__取り組む問題__.
(a) 本文の内容を二文でまとめなさい。
(b) 本文で取り上げられている作品の文と絵を担当しているのはそれぞれ誰か答えなさい。
(c) 本文に名前が出てくる動物をすべて挙げなさい。

__本文__.
————

竹下文子・文 堀川波・絵 / 小峰書店
アリクイの片づけサービ会社というのはおもしろい。そういえば、アリさんマークの引っ越しサービス会社があったね。
この作品を読むと、アリクイは片づけにぴったりだ。そう思える。
ボクには、アリクイには強い印象はなかった。あのとがった鼻、こっけいな体つき、それくらいしか記憶になかった。
でも、この作品を読んで、こんなサービスがあったらいいと思った。
アリクイじゃなくて、バクじゃまずいんだよな、きっと。夢も希望もなくなるだろうからね。
☆もしも、片づけなかったら
この作品の「目標」や「願い」はなんだろう。
ただ「自分の部屋は自分で片づけましょうね」と言いたいのなら、もっと口やかましく言ったらいい。でも、そんなのはただのしつけだね。
片づけない人は、大人にもいっぱいいる。「なんで?」とびっくりするくらい片づけない。
子どもだって片づける子は片づける。人に言われなくてもする。
しない子はしない。大人になってもしない。
ママや先生が、片づけができない人だったら、ちょっと困る。そんな人は、人にも「片づけなさい」とは注意しない。そうしたら、ひどいことになるだろうな。
ココちゃんは片づけが苦手だ。
それなら、ずっと片づけないでいたら、どうなるのだろうと思う。
一生片づけないでいられるだろうか。どんな部屋になるのだろう。
きみがためしにやってみたらどうだろう。「もしも?」と考えるんだ。
もしも「片づけなさい」とはぜったいに言われなくて、そのままにしていたら、どうなるのだろう。
そうやって実験をしてみたら、この作品の読み方も、また違ってくるだろう。
☆極端(きょくたん)だったり、正反対だったり、そんな場面に注目する
「あんまりきたなくしていると、きのこがはえてくるわよ」
おかあさんが、ココちゃんにそう言っている。
むかし、そんなマンガがあった。汚いけれどおもしろかった。キノコの名前はたしか「サルマタケ」と言っていた。作家というのは、似たようなことを考えるものだ。

————

__与えられた記録__.
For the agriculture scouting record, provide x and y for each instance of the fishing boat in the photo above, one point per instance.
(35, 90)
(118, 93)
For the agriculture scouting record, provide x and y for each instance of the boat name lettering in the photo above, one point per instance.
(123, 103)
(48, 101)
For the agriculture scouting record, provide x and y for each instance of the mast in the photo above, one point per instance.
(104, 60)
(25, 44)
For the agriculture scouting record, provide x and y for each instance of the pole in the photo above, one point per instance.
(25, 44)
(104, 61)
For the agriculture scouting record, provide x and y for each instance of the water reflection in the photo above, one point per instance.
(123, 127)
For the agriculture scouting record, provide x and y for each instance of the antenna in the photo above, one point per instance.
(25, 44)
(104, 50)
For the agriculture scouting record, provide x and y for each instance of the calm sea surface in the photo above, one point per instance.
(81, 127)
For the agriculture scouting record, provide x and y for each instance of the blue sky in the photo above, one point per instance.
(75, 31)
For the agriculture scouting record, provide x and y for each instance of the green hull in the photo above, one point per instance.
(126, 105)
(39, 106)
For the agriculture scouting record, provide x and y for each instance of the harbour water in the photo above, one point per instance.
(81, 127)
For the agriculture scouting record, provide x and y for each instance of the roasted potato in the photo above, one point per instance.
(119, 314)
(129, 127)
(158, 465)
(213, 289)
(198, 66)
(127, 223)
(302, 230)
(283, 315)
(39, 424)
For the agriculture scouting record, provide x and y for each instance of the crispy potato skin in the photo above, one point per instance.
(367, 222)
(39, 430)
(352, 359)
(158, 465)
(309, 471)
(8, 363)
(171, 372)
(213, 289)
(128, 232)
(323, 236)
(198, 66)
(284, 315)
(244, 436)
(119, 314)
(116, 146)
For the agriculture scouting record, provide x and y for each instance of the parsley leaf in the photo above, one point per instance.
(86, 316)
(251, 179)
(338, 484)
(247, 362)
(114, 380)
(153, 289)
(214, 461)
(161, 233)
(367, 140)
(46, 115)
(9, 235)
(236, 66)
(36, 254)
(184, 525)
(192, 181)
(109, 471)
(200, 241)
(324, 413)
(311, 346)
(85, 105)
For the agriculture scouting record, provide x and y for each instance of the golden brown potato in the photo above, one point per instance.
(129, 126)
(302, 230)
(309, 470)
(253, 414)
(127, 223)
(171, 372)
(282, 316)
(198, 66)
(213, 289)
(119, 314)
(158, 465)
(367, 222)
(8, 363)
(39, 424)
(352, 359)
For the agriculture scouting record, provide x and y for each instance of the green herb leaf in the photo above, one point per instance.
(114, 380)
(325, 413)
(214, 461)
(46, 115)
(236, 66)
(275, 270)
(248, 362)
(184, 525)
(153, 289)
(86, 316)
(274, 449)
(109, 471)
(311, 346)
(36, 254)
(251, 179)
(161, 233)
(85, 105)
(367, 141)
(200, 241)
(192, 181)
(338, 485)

————

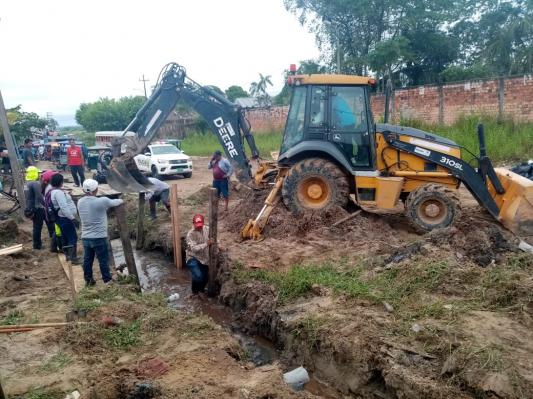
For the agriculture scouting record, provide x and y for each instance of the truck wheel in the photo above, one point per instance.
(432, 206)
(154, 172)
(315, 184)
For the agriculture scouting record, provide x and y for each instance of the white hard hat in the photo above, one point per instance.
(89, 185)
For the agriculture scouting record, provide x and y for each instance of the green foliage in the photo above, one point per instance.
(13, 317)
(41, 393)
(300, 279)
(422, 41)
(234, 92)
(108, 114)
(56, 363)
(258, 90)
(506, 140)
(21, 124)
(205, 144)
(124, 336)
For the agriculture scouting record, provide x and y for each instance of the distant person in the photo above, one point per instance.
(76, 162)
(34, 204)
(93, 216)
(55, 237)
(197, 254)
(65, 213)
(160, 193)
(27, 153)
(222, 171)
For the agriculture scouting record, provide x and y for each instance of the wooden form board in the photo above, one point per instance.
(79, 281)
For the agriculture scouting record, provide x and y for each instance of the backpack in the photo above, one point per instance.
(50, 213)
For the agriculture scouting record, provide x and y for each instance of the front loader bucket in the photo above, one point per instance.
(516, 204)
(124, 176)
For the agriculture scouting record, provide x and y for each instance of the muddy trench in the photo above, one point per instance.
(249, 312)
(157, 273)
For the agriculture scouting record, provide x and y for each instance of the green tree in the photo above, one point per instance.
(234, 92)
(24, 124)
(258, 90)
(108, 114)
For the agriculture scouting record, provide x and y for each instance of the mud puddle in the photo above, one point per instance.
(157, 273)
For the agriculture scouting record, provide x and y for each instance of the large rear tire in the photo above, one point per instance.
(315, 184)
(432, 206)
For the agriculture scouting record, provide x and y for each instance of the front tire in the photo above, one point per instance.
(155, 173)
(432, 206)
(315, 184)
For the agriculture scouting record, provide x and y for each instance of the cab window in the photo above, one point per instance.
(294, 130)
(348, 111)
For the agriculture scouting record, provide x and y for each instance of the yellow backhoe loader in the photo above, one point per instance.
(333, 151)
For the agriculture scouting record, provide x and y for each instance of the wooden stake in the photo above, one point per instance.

————

__演習の結果__.
(a) 本文の筆者は、アリクイの片づけサービス会社が出てくる作品を読み、こんなサービスがあったらいいと思ったと述べている。また、片づけが苦手なココちゃんがずっと片づけないでいたらどうなるかを「もしも?」と考えて試してみると、作品の読み方も違ってくるだろうと勧めている。

(b) 文は竹下文子、絵は堀川波です。

(c) アリクイ、アリ、バク